** begin DATASET RECORDS **

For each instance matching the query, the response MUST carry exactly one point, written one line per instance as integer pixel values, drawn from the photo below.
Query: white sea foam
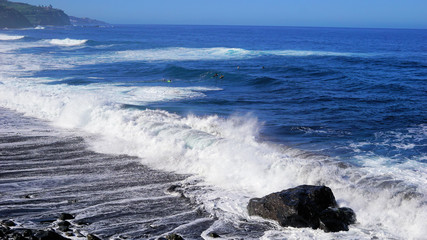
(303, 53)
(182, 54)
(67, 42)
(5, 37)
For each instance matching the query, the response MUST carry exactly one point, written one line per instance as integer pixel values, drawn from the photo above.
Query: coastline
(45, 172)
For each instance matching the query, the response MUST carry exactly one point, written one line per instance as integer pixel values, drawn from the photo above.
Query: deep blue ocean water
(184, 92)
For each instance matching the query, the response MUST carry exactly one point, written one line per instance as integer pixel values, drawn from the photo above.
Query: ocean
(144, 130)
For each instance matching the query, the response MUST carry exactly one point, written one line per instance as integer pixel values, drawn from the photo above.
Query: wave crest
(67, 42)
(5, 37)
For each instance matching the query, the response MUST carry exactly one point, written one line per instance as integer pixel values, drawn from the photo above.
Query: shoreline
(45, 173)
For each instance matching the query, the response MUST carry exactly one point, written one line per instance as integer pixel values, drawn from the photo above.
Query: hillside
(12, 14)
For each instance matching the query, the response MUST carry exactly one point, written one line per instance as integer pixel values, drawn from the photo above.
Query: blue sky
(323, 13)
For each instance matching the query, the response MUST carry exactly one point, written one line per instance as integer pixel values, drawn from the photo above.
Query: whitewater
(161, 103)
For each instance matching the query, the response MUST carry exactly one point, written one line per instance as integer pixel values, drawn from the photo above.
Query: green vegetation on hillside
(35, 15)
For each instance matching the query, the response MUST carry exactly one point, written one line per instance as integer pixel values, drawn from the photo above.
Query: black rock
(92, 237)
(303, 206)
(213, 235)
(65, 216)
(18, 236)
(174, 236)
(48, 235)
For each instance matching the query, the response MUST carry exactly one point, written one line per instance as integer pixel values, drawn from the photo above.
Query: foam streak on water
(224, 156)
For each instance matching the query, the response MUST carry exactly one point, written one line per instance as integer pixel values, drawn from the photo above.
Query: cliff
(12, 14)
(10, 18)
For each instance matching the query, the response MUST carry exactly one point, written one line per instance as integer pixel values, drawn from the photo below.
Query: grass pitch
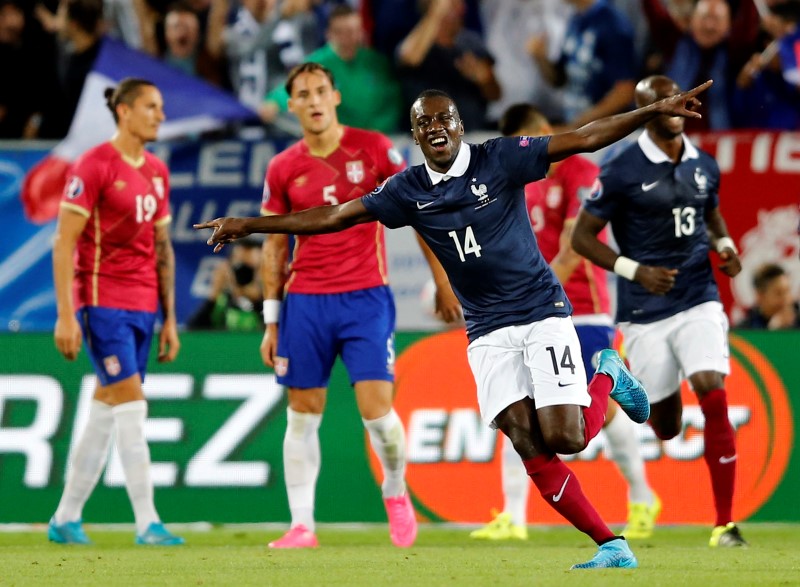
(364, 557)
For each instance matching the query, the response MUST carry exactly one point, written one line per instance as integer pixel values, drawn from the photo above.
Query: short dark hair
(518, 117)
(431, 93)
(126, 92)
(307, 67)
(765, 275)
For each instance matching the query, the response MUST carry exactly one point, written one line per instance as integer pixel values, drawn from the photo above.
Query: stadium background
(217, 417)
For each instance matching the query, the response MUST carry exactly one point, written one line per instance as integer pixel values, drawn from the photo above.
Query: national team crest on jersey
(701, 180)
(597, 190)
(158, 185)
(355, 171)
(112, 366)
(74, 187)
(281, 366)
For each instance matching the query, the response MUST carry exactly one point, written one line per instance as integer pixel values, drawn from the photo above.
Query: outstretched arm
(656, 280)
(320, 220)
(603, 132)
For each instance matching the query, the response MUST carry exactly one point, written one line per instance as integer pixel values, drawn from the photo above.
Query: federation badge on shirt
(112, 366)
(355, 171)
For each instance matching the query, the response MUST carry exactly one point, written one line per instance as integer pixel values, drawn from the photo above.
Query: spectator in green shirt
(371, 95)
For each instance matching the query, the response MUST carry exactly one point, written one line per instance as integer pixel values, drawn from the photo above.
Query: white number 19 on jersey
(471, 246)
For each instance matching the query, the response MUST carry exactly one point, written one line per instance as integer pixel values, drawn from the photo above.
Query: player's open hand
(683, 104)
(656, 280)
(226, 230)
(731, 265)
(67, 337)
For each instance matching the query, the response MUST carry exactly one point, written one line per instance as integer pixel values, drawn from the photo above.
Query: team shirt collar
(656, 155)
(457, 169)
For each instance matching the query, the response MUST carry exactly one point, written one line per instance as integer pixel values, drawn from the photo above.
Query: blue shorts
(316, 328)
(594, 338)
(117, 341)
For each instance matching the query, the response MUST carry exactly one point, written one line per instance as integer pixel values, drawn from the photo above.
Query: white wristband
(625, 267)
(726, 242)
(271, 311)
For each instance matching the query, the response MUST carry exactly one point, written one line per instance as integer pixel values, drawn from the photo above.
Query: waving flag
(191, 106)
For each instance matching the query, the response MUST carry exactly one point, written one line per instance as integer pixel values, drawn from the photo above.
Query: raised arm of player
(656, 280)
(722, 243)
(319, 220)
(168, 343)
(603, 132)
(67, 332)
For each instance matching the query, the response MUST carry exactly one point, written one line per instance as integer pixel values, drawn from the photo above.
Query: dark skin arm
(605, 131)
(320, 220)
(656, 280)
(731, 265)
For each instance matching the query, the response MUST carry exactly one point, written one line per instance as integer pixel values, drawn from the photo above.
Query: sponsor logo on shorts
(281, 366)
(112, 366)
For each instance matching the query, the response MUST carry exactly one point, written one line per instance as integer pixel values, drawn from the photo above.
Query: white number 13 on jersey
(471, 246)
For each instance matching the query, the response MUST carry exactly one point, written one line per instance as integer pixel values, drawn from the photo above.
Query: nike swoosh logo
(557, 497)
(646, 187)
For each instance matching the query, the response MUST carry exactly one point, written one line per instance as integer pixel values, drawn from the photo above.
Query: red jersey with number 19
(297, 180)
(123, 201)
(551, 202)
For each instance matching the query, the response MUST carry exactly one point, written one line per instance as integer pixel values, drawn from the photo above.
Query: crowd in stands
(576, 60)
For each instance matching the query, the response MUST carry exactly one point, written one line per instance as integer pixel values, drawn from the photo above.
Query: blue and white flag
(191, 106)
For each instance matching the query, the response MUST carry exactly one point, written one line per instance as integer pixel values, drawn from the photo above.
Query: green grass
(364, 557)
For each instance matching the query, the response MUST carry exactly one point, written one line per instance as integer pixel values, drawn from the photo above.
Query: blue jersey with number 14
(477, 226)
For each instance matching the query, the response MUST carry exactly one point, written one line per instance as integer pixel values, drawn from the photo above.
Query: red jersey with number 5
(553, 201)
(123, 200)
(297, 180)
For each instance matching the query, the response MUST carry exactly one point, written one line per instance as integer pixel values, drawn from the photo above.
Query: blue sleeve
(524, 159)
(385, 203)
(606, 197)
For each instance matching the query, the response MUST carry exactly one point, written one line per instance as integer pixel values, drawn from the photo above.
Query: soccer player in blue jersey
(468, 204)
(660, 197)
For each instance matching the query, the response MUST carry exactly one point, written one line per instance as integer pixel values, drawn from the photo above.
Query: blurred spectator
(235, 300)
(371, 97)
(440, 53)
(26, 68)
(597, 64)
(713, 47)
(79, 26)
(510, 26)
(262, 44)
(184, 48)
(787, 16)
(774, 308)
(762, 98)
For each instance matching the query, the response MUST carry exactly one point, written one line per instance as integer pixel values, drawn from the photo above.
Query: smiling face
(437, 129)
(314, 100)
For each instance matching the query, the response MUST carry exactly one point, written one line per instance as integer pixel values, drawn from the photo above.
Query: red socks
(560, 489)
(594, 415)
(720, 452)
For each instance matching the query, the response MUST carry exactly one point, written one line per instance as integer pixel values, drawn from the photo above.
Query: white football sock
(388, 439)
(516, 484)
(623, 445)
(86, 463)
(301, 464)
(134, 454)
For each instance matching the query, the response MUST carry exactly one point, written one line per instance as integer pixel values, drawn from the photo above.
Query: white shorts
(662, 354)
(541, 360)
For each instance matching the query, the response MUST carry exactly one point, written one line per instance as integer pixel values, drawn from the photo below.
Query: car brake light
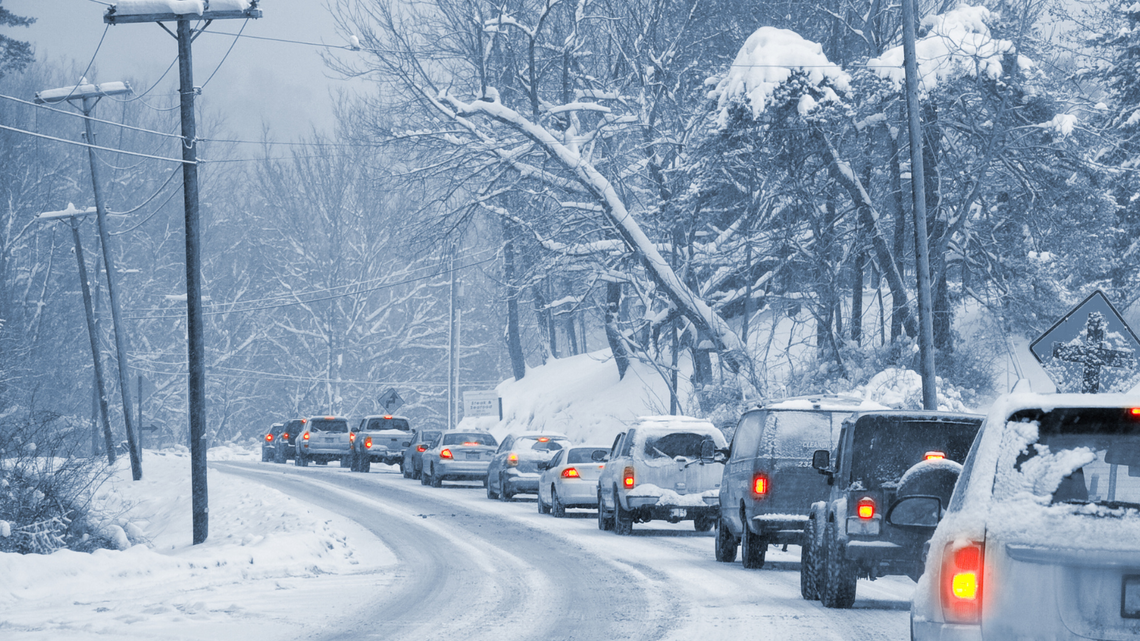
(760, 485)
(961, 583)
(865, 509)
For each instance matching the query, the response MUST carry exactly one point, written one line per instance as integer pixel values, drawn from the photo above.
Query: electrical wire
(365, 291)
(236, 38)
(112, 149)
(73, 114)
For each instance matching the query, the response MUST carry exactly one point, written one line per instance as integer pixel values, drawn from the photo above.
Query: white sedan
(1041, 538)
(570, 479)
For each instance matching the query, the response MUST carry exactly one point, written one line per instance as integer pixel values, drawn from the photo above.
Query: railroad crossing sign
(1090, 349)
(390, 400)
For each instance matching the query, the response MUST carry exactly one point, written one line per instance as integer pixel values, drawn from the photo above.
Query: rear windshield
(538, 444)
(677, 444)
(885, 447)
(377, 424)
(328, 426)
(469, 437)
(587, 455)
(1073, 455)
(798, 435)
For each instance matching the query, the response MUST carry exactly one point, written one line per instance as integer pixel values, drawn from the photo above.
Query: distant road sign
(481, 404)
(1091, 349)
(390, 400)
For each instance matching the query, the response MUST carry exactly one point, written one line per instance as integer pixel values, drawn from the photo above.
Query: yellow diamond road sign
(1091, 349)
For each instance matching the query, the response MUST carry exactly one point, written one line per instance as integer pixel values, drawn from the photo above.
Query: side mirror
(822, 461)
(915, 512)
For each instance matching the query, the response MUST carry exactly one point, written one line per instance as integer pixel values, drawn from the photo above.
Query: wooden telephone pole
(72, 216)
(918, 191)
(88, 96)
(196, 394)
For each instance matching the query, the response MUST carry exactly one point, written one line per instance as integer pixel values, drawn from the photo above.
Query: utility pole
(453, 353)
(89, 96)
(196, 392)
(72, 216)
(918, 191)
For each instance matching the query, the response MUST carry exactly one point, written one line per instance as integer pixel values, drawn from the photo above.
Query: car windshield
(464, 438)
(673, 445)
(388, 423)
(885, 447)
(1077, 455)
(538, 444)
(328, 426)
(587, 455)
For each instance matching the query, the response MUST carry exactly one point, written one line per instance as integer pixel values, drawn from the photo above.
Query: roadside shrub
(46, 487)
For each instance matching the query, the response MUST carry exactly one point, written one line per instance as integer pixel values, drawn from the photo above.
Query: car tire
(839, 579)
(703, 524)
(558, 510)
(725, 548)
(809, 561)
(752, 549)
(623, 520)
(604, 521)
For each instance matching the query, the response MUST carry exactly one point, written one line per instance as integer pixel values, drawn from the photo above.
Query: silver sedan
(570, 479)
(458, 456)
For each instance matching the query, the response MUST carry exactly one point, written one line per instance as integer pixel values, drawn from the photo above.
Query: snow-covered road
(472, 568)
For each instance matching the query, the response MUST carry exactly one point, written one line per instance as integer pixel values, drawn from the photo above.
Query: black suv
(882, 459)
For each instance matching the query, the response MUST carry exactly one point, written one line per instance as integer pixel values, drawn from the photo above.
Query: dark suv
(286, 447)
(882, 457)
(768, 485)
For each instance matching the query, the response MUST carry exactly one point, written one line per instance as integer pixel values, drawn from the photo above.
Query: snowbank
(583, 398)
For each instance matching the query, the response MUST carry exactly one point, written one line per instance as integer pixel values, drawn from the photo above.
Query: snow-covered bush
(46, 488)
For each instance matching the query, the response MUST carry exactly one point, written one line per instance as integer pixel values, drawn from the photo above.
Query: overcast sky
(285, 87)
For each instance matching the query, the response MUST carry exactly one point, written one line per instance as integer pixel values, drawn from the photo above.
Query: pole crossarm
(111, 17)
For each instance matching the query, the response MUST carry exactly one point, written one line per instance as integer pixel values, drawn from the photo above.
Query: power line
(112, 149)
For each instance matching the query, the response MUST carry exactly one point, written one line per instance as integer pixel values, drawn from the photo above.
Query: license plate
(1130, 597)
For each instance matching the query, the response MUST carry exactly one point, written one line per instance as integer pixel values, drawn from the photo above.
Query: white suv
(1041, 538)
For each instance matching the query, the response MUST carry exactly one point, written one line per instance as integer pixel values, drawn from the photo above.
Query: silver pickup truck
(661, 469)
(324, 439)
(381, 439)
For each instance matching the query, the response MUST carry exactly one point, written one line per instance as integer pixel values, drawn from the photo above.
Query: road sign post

** end DATASET RECORDS **

YOUR OBJECTIVE => Pull out every line in the items above that contains the word "shirt", copying each line in full.

RESULT OF THIS EXERCISE =>
Query: federation badge on shirt
Query: spectator in green shirt
Query: team shirt collar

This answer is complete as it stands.